■ **Work order**:
Retype every line of the listing below character for character, leaving out the pictures.

☆ ☆ ☆ ☆

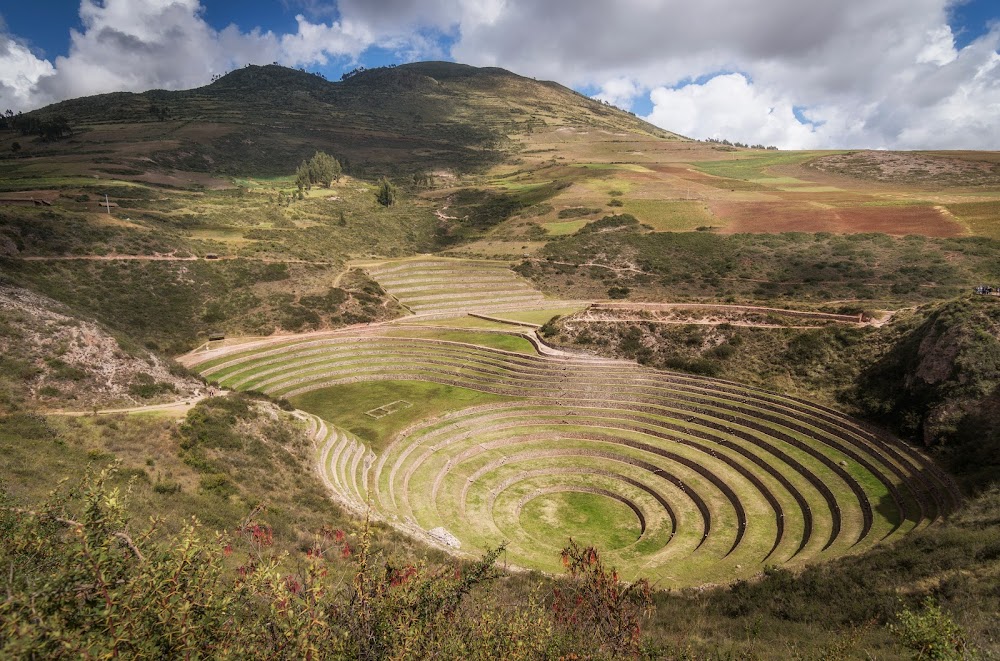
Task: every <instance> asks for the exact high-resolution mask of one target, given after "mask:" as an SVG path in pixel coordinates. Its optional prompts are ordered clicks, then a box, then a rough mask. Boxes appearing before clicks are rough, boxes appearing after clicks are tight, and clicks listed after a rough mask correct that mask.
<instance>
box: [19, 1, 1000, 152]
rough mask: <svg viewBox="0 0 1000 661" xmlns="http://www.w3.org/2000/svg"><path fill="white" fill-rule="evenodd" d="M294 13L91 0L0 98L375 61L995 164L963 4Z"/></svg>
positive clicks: (501, 5) (715, 2) (779, 3)
mask: <svg viewBox="0 0 1000 661" xmlns="http://www.w3.org/2000/svg"><path fill="white" fill-rule="evenodd" d="M284 1H285V2H286V3H287V5H286V6H290V7H296V8H299V9H301V11H302V12H303V14H304V15H303V16H298V17H297V24H296V29H295V31H294V32H291V33H289V34H274V33H272V32H270V31H263V30H260V29H252V30H250V31H246V28H247V26H242V27H238V26H235V25H231V26H229V27H227V28H225V29H223V30H215V29H213V28H212V27H211V26H209V25H208V24H207V23H206V22H205V21H204V20H203V19H202V16H201V4H200V2H199V0H103V1H99V0H82V2H81V11H80V14H81V19H82V22H83V29H82V30H81V31H79V32H72V33H71V35H70V50H69V53H68V55H67V56H65V57H61V58H57V59H56V60H55V62H54V63H49V62H47V61H45V60H41V59H39V58H37V57H35V56H33V55H32V54H31V52H30V51H29V50H27V49H25V48H24V47H23V46H21V45H20V44H19V42H17V41H16V40H13V39H11V38H9V37H8V38H6V40H3V39H4V38H2V37H0V95H2V96H3V97H4V98H5V97H8V96H10V97H12V98H14V99H15V100H22V101H23V102H24V105H27V106H31V105H36V106H37V105H40V104H42V103H44V102H48V101H53V100H57V99H60V98H66V97H68V96H78V95H81V94H92V93H96V92H103V91H111V90H115V89H129V90H139V89H148V88H151V87H165V88H175V89H176V88H182V87H192V86H195V85H199V84H203V83H205V82H206V81H207V80H208V78H209V76H210V74H212V73H221V72H223V71H225V70H228V69H230V68H233V67H234V66H241V65H242V64H245V63H248V62H256V63H259V62H270V61H278V62H280V63H282V64H287V65H291V66H302V65H306V66H310V65H313V64H320V65H323V64H327V63H329V62H330V61H331V60H333V61H337V60H338V59H342V60H345V61H346V62H354V61H359V60H363V58H364V54H365V52H366V51H367V50H368V49H369V48H371V47H372V46H379V47H382V48H388V49H390V50H394V51H395V52H396V53H397V54H398V57H400V58H401V59H417V58H428V57H431V58H437V57H442V56H443V55H450V56H451V57H452V58H454V59H455V60H457V61H460V62H466V63H469V64H474V65H481V66H487V65H488V66H502V67H506V68H508V69H511V70H513V71H516V72H518V73H521V74H524V75H528V76H534V77H536V78H542V79H551V80H557V81H559V82H562V83H564V84H568V85H572V86H576V87H586V88H589V89H596V90H598V92H597V94H596V96H597V98H599V99H602V100H606V101H609V102H611V103H614V104H615V105H619V106H623V107H635V106H634V105H633V104H634V103H635V102H636V101H637V100H640V99H641V100H643V101H645V100H646V99H648V101H649V102H650V103H651V104H652V108H653V109H652V112H651V113H650V114H649V115H648V119H649V120H650V121H652V122H654V123H656V124H659V125H661V126H663V127H664V128H666V129H669V130H673V131H677V132H679V133H686V134H689V135H692V136H694V137H727V138H729V139H732V140H740V141H744V142H754V143H761V142H762V143H765V144H777V145H779V146H781V147H840V146H852V147H854V146H864V147H899V148H911V147H913V148H924V147H954V148H961V147H969V146H975V147H979V148H984V147H987V148H1000V123H997V122H995V121H993V119H994V118H995V117H997V116H1000V105H998V104H1000V99H998V95H1000V93H998V86H1000V82H998V81H1000V65H998V62H997V60H998V57H1000V56H998V55H997V50H998V47H1000V24H997V25H994V27H993V29H992V31H990V32H988V33H986V34H984V35H982V36H980V37H979V38H978V39H975V40H974V41H972V42H971V43H968V44H967V45H965V46H964V47H962V48H958V47H957V46H956V45H955V39H954V35H953V33H952V30H951V28H950V27H949V24H948V16H949V13H948V12H949V10H950V8H951V5H952V4H954V2H955V1H956V0H879V1H878V2H871V0H812V1H810V2H802V1H801V0H761V1H760V2H754V3H747V2H740V1H739V0H701V1H700V2H698V3H684V2H679V1H677V0H615V1H614V2H612V1H611V0H546V2H536V1H535V0H422V1H418V0H284ZM443 44H450V52H447V53H445V52H443V50H442V49H444V48H449V46H445V45H443ZM4 58H6V59H4ZM7 63H10V66H4V64H7ZM733 72H737V73H733ZM643 105H644V106H645V105H647V104H646V103H643ZM802 117H804V118H807V119H808V121H806V122H803V121H800V119H799V118H802Z"/></svg>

☆ ☆ ☆ ☆

■ **Response**:
Task: every <instance> asks for the exact high-resolution mask of one target, given after "mask:" as an SVG path in pixel coordinates. Its optional prompts are ordered clicks, then a box, then a rough mask. Boxes appearing before clicks are rough, boxes appearing after clicks are tight, and clicks listed after a rough mask correct that mask.
<instance>
box: [19, 1, 1000, 152]
rough mask: <svg viewBox="0 0 1000 661" xmlns="http://www.w3.org/2000/svg"><path fill="white" fill-rule="evenodd" d="M294 13L91 0L0 98L375 61L995 164L963 4Z"/></svg>
positive clicks: (501, 5) (715, 2) (779, 3)
mask: <svg viewBox="0 0 1000 661" xmlns="http://www.w3.org/2000/svg"><path fill="white" fill-rule="evenodd" d="M284 1H285V2H286V3H287V5H286V6H290V7H296V8H299V9H301V11H302V12H303V14H304V15H303V16H298V17H297V24H296V29H295V31H294V32H291V33H289V34H274V33H272V32H270V31H263V30H260V29H252V30H250V31H246V28H247V26H242V27H238V26H235V25H231V26H229V27H227V28H225V29H223V30H215V29H213V28H212V27H211V26H209V25H208V24H207V23H206V22H205V21H204V20H203V19H202V16H201V4H200V2H199V0H103V1H99V0H82V2H81V11H80V14H81V19H82V22H83V29H82V30H81V31H79V32H72V33H71V35H70V50H69V53H68V55H67V56H65V57H61V58H57V59H56V60H55V62H54V63H49V62H47V61H45V60H41V59H39V58H37V57H35V56H33V55H32V54H31V52H30V51H29V50H27V49H25V48H24V47H23V46H21V45H20V44H19V42H17V41H16V40H13V39H11V38H9V37H8V38H6V40H3V39H4V38H2V37H0V95H2V96H3V97H4V98H5V97H8V96H10V97H12V98H14V99H15V100H22V101H23V102H24V105H27V106H31V105H36V106H37V105H40V104H42V103H44V102H48V101H53V100H57V99H60V98H66V97H68V96H78V95H81V94H92V93H96V92H103V91H111V90H115V89H129V90H139V89H148V88H151V87H165V88H175V89H176V88H182V87H192V86H195V85H199V84H203V83H205V82H206V81H207V80H208V78H209V76H210V74H212V73H221V72H223V71H225V70H228V69H230V68H233V67H234V66H241V65H242V64H245V63H248V62H256V63H259V62H270V61H278V62H280V63H282V64H287V65H291V66H302V65H306V66H310V65H313V64H320V65H323V64H327V63H329V62H330V61H331V60H333V61H337V60H338V59H342V60H345V61H346V62H354V61H359V60H363V58H364V54H365V52H366V51H367V50H368V49H369V48H371V47H372V46H379V47H382V48H388V49H390V50H394V51H395V52H396V53H397V54H398V57H400V58H401V59H417V58H428V57H431V58H437V57H442V56H443V55H450V56H451V57H452V58H454V59H455V60H457V61H460V62H466V63H469V64H474V65H481V66H487V65H488V66H502V67H506V68H508V69H511V70H513V71H516V72H518V73H521V74H524V75H528V76H534V77H536V78H542V79H551V80H557V81H559V82H562V83H564V84H568V85H572V86H576V87H586V88H589V89H596V90H598V92H597V94H596V96H597V98H599V99H602V100H606V101H609V102H611V103H614V104H615V105H619V106H623V107H635V106H634V105H633V104H634V103H635V102H636V101H637V100H640V99H641V100H643V101H645V100H646V99H648V101H649V102H650V103H651V104H652V108H653V109H652V112H651V113H650V114H649V115H648V119H649V120H650V121H652V122H654V123H656V124H659V125H661V126H663V127H664V128H666V129H669V130H673V131H677V132H679V133H686V134H689V135H692V136H694V137H727V138H729V139H732V140H740V141H744V142H754V143H761V142H762V143H765V144H777V145H779V146H781V147H840V146H852V147H854V146H864V147H899V148H911V147H913V148H924V147H954V148H961V147H969V146H975V147H979V148H984V147H987V148H1000V123H997V122H995V121H993V119H994V118H995V117H997V116H1000V105H998V104H1000V99H998V95H1000V93H998V86H1000V82H998V81H1000V65H998V62H997V60H998V57H1000V56H998V55H997V50H998V47H1000V24H997V25H994V27H993V29H992V31H990V32H988V33H986V34H984V35H982V36H980V37H979V38H978V39H975V40H974V41H972V42H971V43H968V44H967V45H965V46H964V47H962V48H958V47H957V46H956V45H955V39H954V35H953V33H952V30H951V28H950V27H949V24H948V16H949V13H948V12H949V10H950V8H951V5H952V4H954V2H955V1H956V0H879V1H878V2H871V0H812V1H810V2H802V1H801V0H761V1H760V2H754V3H747V2H740V1H739V0H701V1H700V2H698V3H684V2H679V1H677V0H615V1H614V2H612V1H611V0H546V2H536V1H535V0H422V1H418V0H284ZM443 44H450V52H447V53H445V52H443V50H442V49H444V48H449V46H445V45H443ZM4 58H6V59H4ZM7 63H10V66H4V64H7ZM733 72H737V73H733ZM643 105H644V106H645V105H647V104H646V103H643ZM802 117H804V118H807V119H808V121H806V122H803V121H800V119H799V118H802Z"/></svg>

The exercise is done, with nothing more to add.